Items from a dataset
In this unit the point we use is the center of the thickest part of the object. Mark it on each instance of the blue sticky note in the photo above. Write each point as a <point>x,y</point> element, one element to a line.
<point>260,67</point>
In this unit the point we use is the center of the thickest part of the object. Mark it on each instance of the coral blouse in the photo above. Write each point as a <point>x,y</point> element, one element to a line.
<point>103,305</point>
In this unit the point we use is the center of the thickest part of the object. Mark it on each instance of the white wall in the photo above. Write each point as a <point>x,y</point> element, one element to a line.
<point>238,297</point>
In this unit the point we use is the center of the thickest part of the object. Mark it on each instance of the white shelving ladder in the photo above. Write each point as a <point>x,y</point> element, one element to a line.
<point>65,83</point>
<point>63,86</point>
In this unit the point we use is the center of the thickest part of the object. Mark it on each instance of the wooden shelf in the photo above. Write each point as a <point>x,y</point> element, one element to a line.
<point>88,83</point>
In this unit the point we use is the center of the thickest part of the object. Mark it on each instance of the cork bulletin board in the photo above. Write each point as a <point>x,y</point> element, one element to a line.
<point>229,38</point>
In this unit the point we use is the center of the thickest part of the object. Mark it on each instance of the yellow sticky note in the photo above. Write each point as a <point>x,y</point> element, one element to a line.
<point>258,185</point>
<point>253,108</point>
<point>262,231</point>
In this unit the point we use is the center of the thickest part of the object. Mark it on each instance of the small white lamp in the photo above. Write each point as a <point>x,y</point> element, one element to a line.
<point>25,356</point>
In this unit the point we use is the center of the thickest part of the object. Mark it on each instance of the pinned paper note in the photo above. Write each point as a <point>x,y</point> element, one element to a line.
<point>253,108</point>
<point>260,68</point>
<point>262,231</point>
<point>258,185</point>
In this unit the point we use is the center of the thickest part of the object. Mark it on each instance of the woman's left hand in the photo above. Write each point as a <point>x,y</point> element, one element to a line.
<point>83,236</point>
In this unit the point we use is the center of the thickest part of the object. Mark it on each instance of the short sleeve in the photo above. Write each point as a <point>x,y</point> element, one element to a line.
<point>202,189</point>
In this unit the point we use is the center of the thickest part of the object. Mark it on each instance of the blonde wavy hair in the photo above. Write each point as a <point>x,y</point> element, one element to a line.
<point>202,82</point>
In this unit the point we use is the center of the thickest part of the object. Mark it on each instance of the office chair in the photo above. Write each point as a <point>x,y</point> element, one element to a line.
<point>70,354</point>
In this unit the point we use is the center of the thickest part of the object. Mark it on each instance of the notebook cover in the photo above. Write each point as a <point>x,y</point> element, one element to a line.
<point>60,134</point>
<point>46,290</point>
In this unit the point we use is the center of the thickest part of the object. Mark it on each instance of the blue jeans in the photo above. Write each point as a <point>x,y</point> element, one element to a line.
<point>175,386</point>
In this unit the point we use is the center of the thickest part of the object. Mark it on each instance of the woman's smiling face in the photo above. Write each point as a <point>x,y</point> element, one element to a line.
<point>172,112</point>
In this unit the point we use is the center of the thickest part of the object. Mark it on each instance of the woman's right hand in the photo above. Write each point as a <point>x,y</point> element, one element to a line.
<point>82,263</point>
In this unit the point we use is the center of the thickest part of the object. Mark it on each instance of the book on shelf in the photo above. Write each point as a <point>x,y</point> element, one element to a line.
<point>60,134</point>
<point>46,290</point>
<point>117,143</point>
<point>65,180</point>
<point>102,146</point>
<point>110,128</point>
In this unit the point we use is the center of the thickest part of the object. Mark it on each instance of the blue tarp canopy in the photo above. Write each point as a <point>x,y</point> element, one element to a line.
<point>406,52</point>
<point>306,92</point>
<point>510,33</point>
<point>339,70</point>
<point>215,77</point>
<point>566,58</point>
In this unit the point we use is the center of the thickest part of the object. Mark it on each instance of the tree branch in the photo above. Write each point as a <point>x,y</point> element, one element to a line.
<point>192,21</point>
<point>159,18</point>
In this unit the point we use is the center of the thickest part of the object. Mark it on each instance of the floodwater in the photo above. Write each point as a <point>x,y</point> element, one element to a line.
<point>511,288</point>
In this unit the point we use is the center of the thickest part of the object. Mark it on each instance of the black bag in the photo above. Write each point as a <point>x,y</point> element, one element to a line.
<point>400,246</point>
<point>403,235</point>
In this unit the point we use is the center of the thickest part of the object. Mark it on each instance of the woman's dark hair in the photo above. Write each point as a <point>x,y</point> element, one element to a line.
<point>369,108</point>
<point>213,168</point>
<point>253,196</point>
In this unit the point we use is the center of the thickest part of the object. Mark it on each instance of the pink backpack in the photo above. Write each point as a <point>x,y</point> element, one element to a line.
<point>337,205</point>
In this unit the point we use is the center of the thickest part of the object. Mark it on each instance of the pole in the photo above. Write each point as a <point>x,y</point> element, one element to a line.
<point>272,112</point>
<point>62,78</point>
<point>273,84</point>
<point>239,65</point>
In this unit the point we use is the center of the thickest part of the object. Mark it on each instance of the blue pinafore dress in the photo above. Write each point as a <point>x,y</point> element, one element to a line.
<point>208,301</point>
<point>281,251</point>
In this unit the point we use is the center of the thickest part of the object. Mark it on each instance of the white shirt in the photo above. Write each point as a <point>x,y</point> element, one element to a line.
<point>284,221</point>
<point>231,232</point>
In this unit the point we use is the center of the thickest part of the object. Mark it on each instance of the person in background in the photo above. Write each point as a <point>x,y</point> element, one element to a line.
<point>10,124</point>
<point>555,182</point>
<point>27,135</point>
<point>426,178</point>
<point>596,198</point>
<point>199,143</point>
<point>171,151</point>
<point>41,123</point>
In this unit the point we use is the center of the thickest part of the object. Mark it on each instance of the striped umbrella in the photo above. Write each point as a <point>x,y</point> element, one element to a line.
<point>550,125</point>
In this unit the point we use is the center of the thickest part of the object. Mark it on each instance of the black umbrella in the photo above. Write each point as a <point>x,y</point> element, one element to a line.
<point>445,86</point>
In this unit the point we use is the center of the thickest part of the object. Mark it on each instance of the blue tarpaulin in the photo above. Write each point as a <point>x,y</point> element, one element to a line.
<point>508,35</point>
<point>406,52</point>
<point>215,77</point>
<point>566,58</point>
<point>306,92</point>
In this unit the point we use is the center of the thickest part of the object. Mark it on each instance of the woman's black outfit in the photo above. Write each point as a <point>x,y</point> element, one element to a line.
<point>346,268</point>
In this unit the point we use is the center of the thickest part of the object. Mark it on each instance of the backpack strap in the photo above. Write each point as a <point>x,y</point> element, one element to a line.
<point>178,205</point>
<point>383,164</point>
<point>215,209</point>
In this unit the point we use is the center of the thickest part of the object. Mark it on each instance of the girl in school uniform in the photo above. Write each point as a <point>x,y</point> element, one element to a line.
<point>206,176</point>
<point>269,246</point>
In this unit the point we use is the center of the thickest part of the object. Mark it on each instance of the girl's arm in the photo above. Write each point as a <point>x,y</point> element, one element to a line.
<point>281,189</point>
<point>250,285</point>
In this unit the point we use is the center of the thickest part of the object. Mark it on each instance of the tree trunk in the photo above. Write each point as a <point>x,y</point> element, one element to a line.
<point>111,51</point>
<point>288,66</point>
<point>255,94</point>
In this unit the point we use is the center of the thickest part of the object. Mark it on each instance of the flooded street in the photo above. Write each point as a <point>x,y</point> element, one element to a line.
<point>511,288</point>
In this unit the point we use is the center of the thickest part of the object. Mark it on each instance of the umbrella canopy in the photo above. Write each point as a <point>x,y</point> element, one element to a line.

* _Exercise details_
Please rewrite the records above, replacing "thickest part" with "widest part" and keeping everything else the same.

* _Solution to this exercise_
In this unit the point we use is the center of the widest part of the object. Mark it on each instance of the blue sticky note in the photo above. Write each point as a <point>x,y</point> element, one element to a line.
<point>260,67</point>
In this unit the point we use is the center of the widest part of the object. Mark it on each instance of the coral blouse in the photo above. Write each point as a <point>x,y</point> element, one element to a line.
<point>103,305</point>
In this unit the point we use is the center of the widest part of the object. Mark it on each instance of the white wall in the photo above. Write each point as a <point>x,y</point> element, one element to a line.
<point>238,297</point>
In this unit the point we use is the center of the widest part of the object. Mark it on each instance of the white shelving ladder in the photo above. Write each point as a <point>x,y</point> element, one element to a line.
<point>65,83</point>
<point>63,86</point>
In this unit the point we use is the center of the widest part of the object. Mark it on each instance of the wooden shelf in the photo above. Write each point as a <point>x,y</point> element, one element to a line.
<point>88,83</point>
In this unit the point we use is the center of the widest part of the object. Mark it on each instance of the cork bulletin board in the photo above. Write each point as a <point>x,y</point> element, one element to a line.
<point>229,38</point>
In this unit the point we use is the center of the widest part of the object. Mark it on each instance of the yellow sticky note in the photo above. Write each point as a <point>x,y</point> element, one element to a line.
<point>258,185</point>
<point>253,108</point>
<point>262,231</point>
In this unit the point we use is the center of the widest part of the object. Mark it on each instance of the small white lamp in the photo above. Write each point as a <point>x,y</point> element, one element to a line.
<point>25,356</point>
In this unit the point we use is the center of the widest part of the object. Mark it on each instance of the pinned paper note in the photo above. Write each point as a <point>x,y</point> element, one element to a line.
<point>253,108</point>
<point>260,68</point>
<point>262,231</point>
<point>258,185</point>
In this unit the point we use is the center of the widest part of the object. Mark it on each instance of the woman's left hand in the photo above. Write each point as a <point>x,y</point> element, one element to a line.
<point>83,236</point>
In this unit the point we use is the center of the widest part of the object. Mark it on each instance of the short sleeve in the photo above. Write each point as a <point>x,y</point> element, one element to a line.
<point>202,189</point>
In this unit the point we use is the center of the widest part of the object. Mark it on each instance of the blonde wavy hair in the photo above. Write each point as a <point>x,y</point> element, one element to a line.
<point>202,82</point>
In this unit the point we use is the center of the widest part of the object. Mark it on each instance of the office chair in the photo above. Write each point as a <point>x,y</point> element, one element to a line.
<point>70,354</point>
In this unit the point we use is the center of the widest part of the object. Mark it on each instance of the notebook cover in the photo above. Write each point as a <point>x,y</point> element, one element to a line.
<point>60,134</point>
<point>46,290</point>
In this unit the point we use is the center of the widest part of the object. Mark it on each instance of the blue jeans in the photo above. Write each point as a <point>x,y</point> element, one element to a line.
<point>175,386</point>
In this unit the point we use is the center of the widest part of the object. Mark it on each instance of the woman's smiling face in the photo above. Write each point as a <point>x,y</point> element, one element to a line.
<point>172,112</point>
In this unit the point we use is the center of the widest part of the object. Mark it on each instance of the woman's right hand in the photo above. Write each point as a <point>x,y</point> element, one element to a line.
<point>82,263</point>
In this unit the point we use is the center of the widest part of the object. Mark it on each instance of the book on shelf in the photo above. Write each point as a <point>x,y</point> element, one element to a line.
<point>60,134</point>
<point>46,290</point>
<point>117,143</point>
<point>65,180</point>
<point>102,146</point>
<point>110,128</point>
In this unit the point we use is the center of the widest part of the object. Mark it on each instance of the blue tarp canopy in the photo above. Write each point as a <point>x,y</point> element, one element to a line.
<point>406,52</point>
<point>306,92</point>
<point>510,33</point>
<point>339,70</point>
<point>215,77</point>
<point>566,58</point>
In this unit the point we use is the center of the widest part of the object. Mark it on each instance of the tree branch in the photo above. Write each point as a <point>x,y</point> element, one element to a line.
<point>192,21</point>
<point>159,18</point>
In this unit the point we use is the center of the widest part of the object. Mark it on each instance of the floodwater in the photo above. Write each point as a <point>x,y</point> element, one element to a line.
<point>511,288</point>
In this unit the point we use is the center of the widest part of the object. Mark it on each instance of the black bag in the photo above. Write each point as a <point>x,y</point> element, one element to a line.
<point>400,246</point>
<point>403,235</point>
In this unit the point we use is the center of the widest part of the object. Mark it on each instance of the woman's dark hair in the photo above. Write each point as a <point>x,y</point> element, one element to a line.
<point>369,108</point>
<point>213,168</point>
<point>253,196</point>
In this unit the point we use is the center of the widest part of the object. Mark it on each instance of the pink backpack in the photo above. Write each point as a <point>x,y</point> element, one element to a line.
<point>337,205</point>
In this unit the point we use is the center of the widest part of the object. Mark it on each instance of the pole in the photo above. Write each point as a <point>x,y</point> element, one element to a line.
<point>272,112</point>
<point>62,78</point>
<point>273,84</point>
<point>239,65</point>
In this unit the point we use is the center of the widest part of the object. Mark it on each instance of the blue pinafore dress in the photo above. Write each point as a <point>x,y</point> element, one element to a line.
<point>208,301</point>
<point>281,251</point>
In this unit the point we use is the center of the widest part of the object. Mark it on each instance of the white shirt in the photo above. Write each point as a <point>x,y</point> element, one element to a line.
<point>284,221</point>
<point>231,232</point>
In this unit the point we use is the center of the widest part of the object. Mark it on each instance of the person in background in the photo above. Write each point as a <point>x,y</point> element, one element to a line.
<point>10,124</point>
<point>555,182</point>
<point>27,135</point>
<point>426,178</point>
<point>596,198</point>
<point>199,143</point>
<point>171,151</point>
<point>41,123</point>
In this unit the point we use is the center of the widest part of the object. Mark it on each instance of the striped umbrella in the photo above. Write each point as a <point>x,y</point> element, one element to a line.
<point>550,125</point>
In this unit the point we use is the center of the widest part of the object. Mark it on each instance of the black umbrella in the photo above. Write each point as a <point>x,y</point> element, one element to a line.
<point>445,86</point>
In this unit the point we use is the center of the widest part of the object. Mark it on each instance of the blue tarpaulin in the photo above. Write each point as a <point>x,y</point> element, one element to a line.
<point>508,35</point>
<point>406,52</point>
<point>215,77</point>
<point>566,58</point>
<point>306,92</point>
In this unit the point we use is the center of the widest part of the object. Mark it on each instance of the woman's black outfit in the photo above. Write each point as a <point>x,y</point> element, one element to a line.
<point>346,268</point>
In this unit the point we use is the center of the widest part of the object. Mark it on each instance of the backpack strap in the photo above. Write each point as a <point>x,y</point> element, one element to a line.
<point>178,205</point>
<point>383,164</point>
<point>215,209</point>
In this unit the point we use is the center of the widest part of the object. Mark it on each instance of the girl in school uniform in the photo above. Write each point as a <point>x,y</point> element, one element to a line.
<point>206,176</point>
<point>269,246</point>
In this unit the point we use is the center of the widest part of the object. Mark it on each instance of the girl's arm in the photo above. Write each point as a <point>x,y</point> element, one element to a line.
<point>281,189</point>
<point>250,285</point>
In this unit the point we use is the center of the widest part of the object. Mark it on each instance of the tree trunk in the photo above. Write each point as a <point>x,y</point> element, one element to a line.
<point>111,51</point>
<point>288,66</point>
<point>255,94</point>
In this unit the point we use is the center of the widest part of the object. Mark it on each instance of the flooded street in the photo above. Write each point as a <point>x,y</point> element, one element to a line.
<point>511,288</point>
In this unit the point we use is the center of the widest part of the object. Mark it on each instance of the umbrella canopy in the photo above. Write each point as a <point>x,y</point> element, one element to a line.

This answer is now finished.